DATA EXTRACT:
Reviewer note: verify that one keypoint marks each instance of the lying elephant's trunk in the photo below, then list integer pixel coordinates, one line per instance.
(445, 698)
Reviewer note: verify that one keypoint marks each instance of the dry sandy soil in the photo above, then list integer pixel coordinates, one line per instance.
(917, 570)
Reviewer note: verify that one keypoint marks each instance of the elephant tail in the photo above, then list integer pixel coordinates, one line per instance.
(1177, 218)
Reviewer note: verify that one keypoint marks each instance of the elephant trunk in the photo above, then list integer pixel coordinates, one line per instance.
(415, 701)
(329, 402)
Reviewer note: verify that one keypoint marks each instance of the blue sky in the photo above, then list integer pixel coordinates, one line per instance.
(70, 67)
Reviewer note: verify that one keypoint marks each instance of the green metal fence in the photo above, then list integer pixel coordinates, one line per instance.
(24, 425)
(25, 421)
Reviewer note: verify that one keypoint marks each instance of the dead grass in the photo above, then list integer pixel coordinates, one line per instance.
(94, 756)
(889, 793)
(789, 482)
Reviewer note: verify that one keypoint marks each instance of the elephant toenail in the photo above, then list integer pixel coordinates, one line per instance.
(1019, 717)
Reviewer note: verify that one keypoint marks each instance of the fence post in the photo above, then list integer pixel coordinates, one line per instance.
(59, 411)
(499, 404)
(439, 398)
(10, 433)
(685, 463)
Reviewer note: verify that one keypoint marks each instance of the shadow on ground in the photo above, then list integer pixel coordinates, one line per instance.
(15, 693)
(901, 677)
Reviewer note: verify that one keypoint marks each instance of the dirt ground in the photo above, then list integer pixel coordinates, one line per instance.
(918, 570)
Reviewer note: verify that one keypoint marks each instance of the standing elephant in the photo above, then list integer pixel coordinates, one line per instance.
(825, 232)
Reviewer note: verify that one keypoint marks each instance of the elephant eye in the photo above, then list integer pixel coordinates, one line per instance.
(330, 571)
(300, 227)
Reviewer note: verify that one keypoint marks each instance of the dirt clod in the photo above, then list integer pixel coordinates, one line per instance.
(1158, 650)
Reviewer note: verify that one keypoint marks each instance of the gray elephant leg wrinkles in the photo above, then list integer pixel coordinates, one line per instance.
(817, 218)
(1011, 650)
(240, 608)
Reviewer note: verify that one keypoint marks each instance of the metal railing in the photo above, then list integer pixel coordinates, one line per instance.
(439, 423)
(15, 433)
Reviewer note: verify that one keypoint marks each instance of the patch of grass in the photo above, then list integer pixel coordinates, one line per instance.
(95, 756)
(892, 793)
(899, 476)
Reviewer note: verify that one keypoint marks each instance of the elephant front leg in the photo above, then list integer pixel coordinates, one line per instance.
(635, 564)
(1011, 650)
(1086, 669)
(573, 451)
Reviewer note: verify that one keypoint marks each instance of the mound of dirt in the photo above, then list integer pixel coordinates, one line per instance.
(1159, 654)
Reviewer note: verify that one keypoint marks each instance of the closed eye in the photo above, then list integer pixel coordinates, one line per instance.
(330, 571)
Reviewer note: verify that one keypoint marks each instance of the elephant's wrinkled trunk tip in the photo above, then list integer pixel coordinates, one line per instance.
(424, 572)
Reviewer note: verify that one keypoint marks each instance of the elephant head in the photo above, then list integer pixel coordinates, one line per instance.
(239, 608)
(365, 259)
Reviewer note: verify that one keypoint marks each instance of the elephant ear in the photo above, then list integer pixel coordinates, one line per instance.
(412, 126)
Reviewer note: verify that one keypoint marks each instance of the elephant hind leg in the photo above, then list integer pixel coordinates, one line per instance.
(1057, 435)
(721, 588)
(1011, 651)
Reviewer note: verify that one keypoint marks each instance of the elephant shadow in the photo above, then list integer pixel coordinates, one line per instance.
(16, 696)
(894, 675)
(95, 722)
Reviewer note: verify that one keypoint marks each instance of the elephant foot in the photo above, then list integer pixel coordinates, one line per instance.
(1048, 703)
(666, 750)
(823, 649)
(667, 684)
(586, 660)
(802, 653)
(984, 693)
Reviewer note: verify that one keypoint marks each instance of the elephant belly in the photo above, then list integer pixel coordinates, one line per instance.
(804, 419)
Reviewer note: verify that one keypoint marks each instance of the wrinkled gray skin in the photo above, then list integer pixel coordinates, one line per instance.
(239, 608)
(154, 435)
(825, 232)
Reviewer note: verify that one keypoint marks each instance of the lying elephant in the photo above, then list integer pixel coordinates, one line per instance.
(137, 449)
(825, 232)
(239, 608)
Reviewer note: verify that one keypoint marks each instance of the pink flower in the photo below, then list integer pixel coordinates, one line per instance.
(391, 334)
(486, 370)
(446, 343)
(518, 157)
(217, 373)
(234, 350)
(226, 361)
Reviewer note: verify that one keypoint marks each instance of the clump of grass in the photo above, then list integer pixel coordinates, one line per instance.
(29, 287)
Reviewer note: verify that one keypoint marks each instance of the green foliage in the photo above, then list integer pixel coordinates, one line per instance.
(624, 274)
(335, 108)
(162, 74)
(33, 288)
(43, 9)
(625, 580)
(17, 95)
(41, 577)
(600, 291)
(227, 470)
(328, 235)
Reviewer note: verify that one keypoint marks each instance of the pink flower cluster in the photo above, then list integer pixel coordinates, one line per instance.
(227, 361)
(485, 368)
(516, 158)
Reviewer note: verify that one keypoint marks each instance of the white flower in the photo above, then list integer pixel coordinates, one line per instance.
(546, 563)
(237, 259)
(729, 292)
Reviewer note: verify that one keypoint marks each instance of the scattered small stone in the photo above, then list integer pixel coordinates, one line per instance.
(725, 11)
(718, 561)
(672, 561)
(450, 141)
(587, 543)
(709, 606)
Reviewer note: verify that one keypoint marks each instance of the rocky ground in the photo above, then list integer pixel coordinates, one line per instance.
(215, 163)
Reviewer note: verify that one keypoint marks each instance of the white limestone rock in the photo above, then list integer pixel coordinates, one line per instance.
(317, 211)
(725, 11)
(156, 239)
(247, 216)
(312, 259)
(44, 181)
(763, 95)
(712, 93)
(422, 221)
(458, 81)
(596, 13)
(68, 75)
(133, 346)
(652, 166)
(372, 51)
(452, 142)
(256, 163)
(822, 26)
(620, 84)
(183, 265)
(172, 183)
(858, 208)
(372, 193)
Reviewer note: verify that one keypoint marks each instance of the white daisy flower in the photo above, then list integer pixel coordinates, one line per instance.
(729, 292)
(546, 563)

EXERCISE DETAILS:
Reproduce the entire listing above, switching every "integer pixel coordinates" to "whole-number pixel coordinates" and keeping all other text unchanged.

RESPONSE:
Reviewer note: verify that one keypoint marks each instance of the lying elephant's trunk in the photo below, then list whole-number pixel coordinates, one line per instance.
(445, 698)
Reviewer note: verify that one keypoint marks each instance of the dry sandy soil in the photo above, then list whole-number pixel coordinates, one line per instance.
(917, 570)
Reviewer note: verify that one keypoint marks each instance of the elephant tail in the photo above, then list whole-number pixel coordinates, one line per instance.
(1177, 218)
Reviewer note: verify that one keypoint marks each instance of the elephant trunk in the photo above, then list whole-number pixel coordinates, one line per instance.
(415, 701)
(329, 402)
Reviewer note: verify that one keypoint marks each instance of the blue sky in the photo above, then list whole-number pixel coordinates, one line per instance.
(70, 67)
Reviewer note: verify that one keypoint marks each instance of the green metal fence in the photo above, then list whole-number pixel coordinates, one line per instance.
(24, 425)
(25, 421)
Reviewer note: verify that one keypoint marks each instance of the dead grass in the photo above, then list whole-number pixel coordinates, one line per instance.
(94, 756)
(889, 793)
(789, 482)
Reviewer note: verify that one keypoint marks each instance of the elephant toenail in the photo above, then list whole-number pixel coordinates, one line per instance.
(1019, 717)
Reviewer note: verify that one keypoint marks each instance of the fence post in the photo above, then list whole-number pixel coordinates, one line per instance.
(59, 411)
(499, 404)
(439, 398)
(10, 433)
(685, 463)
Reviewer note: verify that one keypoint marks each instance of the shadow on ground in the photo above, then list whole-number pixel coordinates, one line per instance.
(15, 693)
(901, 677)
Reviewer note: verify that one keypoint marks each instance of the dirt ground in the photo above, then list whole-number pixel coordinates, one line per instance.
(918, 570)
Reviewer note: verify that one keypoint marks each instance of the standing elephant in the photo above, then list whole-number pixel coordinates, one line per instance.
(825, 232)
Reviewer note: verify that one keypoint marks each instance of the elephant eye in the photo above, then list whole-number pixel coordinates, one line per instance.
(330, 571)
(300, 227)
Reviewer note: verify that one keypoint marks each instance of the dirt clod in the photo above, then list whole-number pixel coordinates, one line per instance.
(1158, 650)
Reviewer note: verify that one keypoint marks each instance of the gray elephant leg wrinkles in the photo above, then list whole-number pixel coordinates, one line per instance.
(817, 218)
(1011, 650)
(240, 608)
Reviewer note: verify that one keypoint marks each instance of the metal railing in the photo above, then list whole-number pixel coordinates, one line per instance.
(439, 423)
(15, 433)
Reviewer note: verify that one keypoint marks each instance of the patch of grass in the photo above, then list whole-number pixel coordinates, one line per instance.
(95, 756)
(892, 793)
(899, 476)
Reviewer note: verify that one keypoint marks each instance of the elephant front leg in the photo above, then list whole-number pixel coordinates, one line per instance.
(635, 564)
(1011, 650)
(1086, 669)
(573, 451)
Reviewer note: verify that one keypoint marks each instance of the mound of dirt in the photo above, then list whole-number pixel coordinates, one line per instance.
(1159, 654)
Reviewer note: verify that one keypoint marks each instance of the closed eye in the photo above, then list whole-number pixel coordinates, one line per instance.
(330, 571)
Reviewer note: verify that one keypoint marks each instance of the elephant's wrinkled trunk tip in the photo above, then list whole-number pixel coordinates, one line per instance.
(424, 572)
Reviewer note: verify that one keypoint marks each instance of the elephant head in the photo above, then list whole-number pixel coordinates, one line per instance.
(239, 608)
(365, 259)
Reviewer note: verify that one keypoint marks each instance of the elephant ear in the photo above, then list whole-number pixel coordinates, one line per instance.
(412, 126)
Reviewer note: verify that one keypoint marks each instance of the elephant hind leg in the photo above, then list whole-number pixel coordinates, one line per instance.
(1057, 435)
(721, 588)
(1011, 651)
Reviewer note: verify that one keypoint marks each instance of the elephant shadow in the photo above, then list whole-number pixel coordinates, one line per instance.
(16, 696)
(894, 675)
(95, 722)
Reviewer note: verify that one keypoint marks each instance of the elephant foot in the photo above, then list whole-number pixel coordinates, one line per instance.
(1048, 703)
(666, 750)
(823, 649)
(667, 684)
(586, 660)
(802, 653)
(984, 693)
Reviewer note: verify that one keypoint marks each instance of the elephant belly in the photo above, then list whole-number pixel coordinates, one line per instance.
(804, 419)
Reviewer note: verify that one keypoint marks each instance of the wrinkled gray skin in the photo above, then list whole-number pixel coordinates, one line per instance.
(239, 608)
(154, 435)
(825, 232)
Reviewer note: verify that one keypoint marks each instance of the lying elephant in the photo above, then list whole-number pixel coordinates, one line per instance.
(137, 449)
(825, 232)
(239, 608)
Reviewer note: verify that one keypoint marks each instance of the pink flower in the photo below, then list whole-number pixel coordinates, one line per instance.
(391, 334)
(486, 370)
(446, 343)
(518, 157)
(217, 373)
(234, 350)
(226, 361)
Reviewer note: verify that one keypoint marks each instance of the clump of grass in the photo above, then list whole-number pixel coordinates, one line per instance.
(29, 287)
Reviewer note: verify that one keypoint marks each instance of the green foliage in the photo above, then list whole-number pixel coordinates, one line per instance.
(624, 274)
(335, 108)
(162, 74)
(33, 288)
(43, 9)
(625, 580)
(17, 95)
(41, 577)
(600, 291)
(227, 470)
(328, 235)
Reviewer note: verify that one keypoint marks each instance of the pink flower cluster in the photo above, then list whole-number pixel coordinates, one line per instance.
(227, 361)
(485, 368)
(516, 158)
Reviewer note: verify that one keypoint marks each instance of the white flower in the photo above, then list whole-number pixel coordinates, one line per instance.
(546, 563)
(237, 259)
(729, 292)
Reviewer note: verify that one keypoint marks each instance of the scattered small stone in the photo above, then list whole-number pixel coordinates, one line per instance.
(725, 11)
(718, 561)
(672, 561)
(450, 141)
(587, 543)
(709, 606)
Reviewer note: verify that one keypoint marks each instance of the rocky ground in the photo above, then list whole-number pixel coordinates, one line per instance.
(215, 163)
Reviewer note: verify that one keypoint marks each instance of the white limestone rock in the photo above, then list whole-number pixel coordinates, one line per instance.
(317, 211)
(725, 11)
(156, 239)
(247, 216)
(312, 259)
(44, 181)
(763, 95)
(712, 93)
(422, 221)
(458, 81)
(596, 13)
(68, 75)
(133, 346)
(652, 166)
(372, 51)
(452, 142)
(256, 163)
(822, 26)
(620, 84)
(183, 265)
(172, 183)
(858, 208)
(372, 193)
Reviewer note: verify that one keypoint marks each instance of the white daisy flower in the photo above, then list whole-number pixel coordinates, one line per instance.
(729, 292)
(546, 563)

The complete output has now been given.